[Lines of data]
========
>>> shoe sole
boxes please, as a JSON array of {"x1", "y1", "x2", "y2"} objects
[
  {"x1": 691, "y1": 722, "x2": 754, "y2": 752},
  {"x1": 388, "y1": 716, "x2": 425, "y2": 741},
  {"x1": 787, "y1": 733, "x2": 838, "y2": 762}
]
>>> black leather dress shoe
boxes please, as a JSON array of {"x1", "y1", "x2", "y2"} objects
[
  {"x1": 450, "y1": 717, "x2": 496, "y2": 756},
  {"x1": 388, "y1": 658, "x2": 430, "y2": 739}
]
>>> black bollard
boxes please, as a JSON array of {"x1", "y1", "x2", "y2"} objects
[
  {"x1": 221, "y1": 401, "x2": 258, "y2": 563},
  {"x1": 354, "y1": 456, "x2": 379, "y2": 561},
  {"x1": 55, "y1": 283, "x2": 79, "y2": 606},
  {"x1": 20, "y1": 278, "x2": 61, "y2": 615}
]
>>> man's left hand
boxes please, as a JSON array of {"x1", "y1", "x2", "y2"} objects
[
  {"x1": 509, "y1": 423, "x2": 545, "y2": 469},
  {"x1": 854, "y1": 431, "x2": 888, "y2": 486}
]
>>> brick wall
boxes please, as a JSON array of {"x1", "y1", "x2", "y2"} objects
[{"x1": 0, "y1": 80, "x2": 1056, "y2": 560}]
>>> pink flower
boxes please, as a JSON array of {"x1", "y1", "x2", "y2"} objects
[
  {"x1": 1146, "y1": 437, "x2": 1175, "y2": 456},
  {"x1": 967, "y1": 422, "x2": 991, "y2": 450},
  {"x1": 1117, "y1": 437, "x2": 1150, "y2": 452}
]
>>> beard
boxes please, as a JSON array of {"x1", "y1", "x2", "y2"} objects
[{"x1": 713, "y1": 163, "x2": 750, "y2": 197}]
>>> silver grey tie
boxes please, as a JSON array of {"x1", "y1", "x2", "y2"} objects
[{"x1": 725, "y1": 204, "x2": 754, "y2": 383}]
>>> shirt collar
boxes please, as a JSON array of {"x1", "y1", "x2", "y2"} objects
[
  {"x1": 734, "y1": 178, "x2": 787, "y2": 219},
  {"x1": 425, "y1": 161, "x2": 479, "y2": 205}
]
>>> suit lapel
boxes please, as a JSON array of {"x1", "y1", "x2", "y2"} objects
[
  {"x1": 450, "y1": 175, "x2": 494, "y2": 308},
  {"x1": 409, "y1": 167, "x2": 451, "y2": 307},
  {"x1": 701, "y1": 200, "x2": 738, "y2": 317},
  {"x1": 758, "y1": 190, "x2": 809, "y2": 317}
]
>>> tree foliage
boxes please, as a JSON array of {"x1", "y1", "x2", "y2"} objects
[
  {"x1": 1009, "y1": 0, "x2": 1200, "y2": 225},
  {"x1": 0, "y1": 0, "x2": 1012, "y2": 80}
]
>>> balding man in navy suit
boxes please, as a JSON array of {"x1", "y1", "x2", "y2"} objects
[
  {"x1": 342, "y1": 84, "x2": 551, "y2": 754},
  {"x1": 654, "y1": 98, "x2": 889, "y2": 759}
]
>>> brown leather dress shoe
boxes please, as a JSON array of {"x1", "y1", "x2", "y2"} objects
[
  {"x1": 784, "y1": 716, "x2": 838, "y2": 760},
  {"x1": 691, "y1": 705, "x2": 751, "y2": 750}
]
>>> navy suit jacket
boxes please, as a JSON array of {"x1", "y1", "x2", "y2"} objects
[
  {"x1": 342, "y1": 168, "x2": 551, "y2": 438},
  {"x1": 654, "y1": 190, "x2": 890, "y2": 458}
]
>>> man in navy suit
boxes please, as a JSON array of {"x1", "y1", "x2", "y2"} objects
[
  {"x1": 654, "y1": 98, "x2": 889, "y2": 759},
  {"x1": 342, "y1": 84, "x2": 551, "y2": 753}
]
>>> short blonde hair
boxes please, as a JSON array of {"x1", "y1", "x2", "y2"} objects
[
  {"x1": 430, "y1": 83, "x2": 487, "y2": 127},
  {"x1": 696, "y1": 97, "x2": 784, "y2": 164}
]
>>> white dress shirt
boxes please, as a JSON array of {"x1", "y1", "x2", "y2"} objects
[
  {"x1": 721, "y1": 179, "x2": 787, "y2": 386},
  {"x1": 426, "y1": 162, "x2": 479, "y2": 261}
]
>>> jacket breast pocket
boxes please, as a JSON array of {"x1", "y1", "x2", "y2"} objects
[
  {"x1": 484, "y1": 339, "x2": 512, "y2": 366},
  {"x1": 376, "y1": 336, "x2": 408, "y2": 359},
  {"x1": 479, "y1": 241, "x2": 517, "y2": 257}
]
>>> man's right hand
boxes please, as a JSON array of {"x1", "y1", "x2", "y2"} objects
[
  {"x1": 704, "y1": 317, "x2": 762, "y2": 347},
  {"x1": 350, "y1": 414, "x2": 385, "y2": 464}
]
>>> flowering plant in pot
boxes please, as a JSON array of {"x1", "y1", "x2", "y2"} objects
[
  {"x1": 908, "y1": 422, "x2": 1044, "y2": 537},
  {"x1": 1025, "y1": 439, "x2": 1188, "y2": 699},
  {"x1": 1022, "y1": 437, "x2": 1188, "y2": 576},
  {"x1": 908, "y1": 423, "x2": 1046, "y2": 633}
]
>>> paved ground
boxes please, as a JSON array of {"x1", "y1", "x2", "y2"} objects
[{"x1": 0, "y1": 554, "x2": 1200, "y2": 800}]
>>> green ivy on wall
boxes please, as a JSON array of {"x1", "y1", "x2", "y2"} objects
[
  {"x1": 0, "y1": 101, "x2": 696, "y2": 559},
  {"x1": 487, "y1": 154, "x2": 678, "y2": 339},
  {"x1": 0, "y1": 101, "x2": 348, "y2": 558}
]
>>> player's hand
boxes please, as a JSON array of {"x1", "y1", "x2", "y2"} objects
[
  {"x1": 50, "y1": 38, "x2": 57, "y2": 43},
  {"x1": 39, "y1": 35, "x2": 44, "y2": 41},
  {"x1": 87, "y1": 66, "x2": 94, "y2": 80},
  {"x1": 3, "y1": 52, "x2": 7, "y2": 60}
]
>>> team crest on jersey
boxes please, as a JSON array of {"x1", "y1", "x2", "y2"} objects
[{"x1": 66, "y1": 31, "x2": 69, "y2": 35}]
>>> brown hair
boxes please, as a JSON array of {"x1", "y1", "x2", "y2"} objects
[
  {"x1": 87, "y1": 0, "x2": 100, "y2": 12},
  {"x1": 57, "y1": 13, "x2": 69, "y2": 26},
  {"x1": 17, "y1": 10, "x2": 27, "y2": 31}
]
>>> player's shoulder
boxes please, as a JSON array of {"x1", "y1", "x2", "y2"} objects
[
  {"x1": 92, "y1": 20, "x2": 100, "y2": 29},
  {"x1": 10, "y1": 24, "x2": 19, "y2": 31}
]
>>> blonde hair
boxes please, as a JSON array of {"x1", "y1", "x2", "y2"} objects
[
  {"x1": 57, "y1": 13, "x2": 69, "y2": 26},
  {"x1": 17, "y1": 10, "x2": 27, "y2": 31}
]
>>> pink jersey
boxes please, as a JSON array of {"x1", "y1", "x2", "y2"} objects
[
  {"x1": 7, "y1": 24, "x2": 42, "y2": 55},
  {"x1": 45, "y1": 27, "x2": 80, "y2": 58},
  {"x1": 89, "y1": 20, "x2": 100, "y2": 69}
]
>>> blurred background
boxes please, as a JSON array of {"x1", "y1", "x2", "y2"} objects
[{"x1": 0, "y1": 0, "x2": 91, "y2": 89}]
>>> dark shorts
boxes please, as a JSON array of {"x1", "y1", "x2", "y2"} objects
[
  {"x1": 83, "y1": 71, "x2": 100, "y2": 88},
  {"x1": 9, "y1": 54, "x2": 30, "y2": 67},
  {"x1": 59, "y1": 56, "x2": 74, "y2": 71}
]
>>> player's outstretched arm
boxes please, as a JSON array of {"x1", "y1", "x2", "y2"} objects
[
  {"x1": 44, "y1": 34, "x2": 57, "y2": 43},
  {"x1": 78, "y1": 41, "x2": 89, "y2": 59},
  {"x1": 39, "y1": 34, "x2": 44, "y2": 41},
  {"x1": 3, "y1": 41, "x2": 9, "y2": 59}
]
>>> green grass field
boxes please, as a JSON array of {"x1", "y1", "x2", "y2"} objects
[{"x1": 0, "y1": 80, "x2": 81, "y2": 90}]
========
■ **TASK OBJECTIVE**
Select every line of the items above that contains the word "brown", and copy each one.

■ **REPLY TO THE EXERCISE**
>>> brown leather dress shoe
>>> brown hair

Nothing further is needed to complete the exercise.